Exercise.
Look in the data below for the line that contains "Target: dark-haired woman". Copy that line and the remaining lines exactly.

Material for this exercise.
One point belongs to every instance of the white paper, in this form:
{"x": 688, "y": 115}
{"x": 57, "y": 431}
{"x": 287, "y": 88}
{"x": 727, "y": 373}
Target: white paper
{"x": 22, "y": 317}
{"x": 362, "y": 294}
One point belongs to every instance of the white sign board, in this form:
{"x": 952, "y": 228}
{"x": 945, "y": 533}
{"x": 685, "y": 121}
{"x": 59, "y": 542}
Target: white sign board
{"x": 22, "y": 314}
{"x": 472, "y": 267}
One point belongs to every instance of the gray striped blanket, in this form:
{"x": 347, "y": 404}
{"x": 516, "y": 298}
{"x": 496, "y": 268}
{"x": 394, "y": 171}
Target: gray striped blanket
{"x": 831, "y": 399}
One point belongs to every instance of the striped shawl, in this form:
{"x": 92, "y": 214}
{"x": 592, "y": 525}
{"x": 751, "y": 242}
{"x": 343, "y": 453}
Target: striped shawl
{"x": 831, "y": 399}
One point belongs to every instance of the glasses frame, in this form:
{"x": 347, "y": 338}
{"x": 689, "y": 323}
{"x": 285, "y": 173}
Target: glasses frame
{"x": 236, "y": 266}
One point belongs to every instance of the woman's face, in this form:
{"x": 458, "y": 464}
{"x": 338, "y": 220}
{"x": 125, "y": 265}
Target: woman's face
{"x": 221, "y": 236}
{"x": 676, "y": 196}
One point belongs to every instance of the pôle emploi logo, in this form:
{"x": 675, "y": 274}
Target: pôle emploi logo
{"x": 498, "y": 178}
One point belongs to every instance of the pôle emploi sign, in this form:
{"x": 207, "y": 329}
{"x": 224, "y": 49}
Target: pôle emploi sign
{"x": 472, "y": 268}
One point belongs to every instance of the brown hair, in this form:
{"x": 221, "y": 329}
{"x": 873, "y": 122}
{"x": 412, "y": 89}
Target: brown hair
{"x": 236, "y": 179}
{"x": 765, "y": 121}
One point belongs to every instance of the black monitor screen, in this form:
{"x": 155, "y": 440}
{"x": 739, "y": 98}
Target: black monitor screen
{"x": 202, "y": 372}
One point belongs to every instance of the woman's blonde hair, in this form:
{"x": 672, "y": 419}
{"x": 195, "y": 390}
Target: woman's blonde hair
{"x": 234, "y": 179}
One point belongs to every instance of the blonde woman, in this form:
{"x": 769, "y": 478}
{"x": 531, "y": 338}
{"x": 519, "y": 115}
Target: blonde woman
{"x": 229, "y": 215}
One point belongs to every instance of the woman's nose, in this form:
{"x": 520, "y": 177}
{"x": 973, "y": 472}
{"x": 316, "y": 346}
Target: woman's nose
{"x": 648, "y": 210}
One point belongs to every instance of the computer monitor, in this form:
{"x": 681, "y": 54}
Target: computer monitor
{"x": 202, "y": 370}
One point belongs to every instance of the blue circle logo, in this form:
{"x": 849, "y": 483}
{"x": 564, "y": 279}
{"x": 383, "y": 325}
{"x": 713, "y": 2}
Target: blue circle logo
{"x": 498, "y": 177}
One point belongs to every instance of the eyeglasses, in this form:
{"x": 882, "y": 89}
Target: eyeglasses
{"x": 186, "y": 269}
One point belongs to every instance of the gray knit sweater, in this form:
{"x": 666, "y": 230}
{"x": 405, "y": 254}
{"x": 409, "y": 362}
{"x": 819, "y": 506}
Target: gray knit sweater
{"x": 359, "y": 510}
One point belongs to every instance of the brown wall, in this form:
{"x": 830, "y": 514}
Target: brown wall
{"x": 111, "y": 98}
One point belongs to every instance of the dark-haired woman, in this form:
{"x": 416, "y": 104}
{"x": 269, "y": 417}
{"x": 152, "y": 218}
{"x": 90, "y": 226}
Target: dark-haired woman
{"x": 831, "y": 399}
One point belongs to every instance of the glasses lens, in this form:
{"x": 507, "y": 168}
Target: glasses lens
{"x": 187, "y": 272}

Reply to the exercise.
Target: dark-haired woman
{"x": 831, "y": 399}
One point belongs to every instance of the glasses lens, in this form:
{"x": 507, "y": 168}
Target: glasses lens
{"x": 187, "y": 272}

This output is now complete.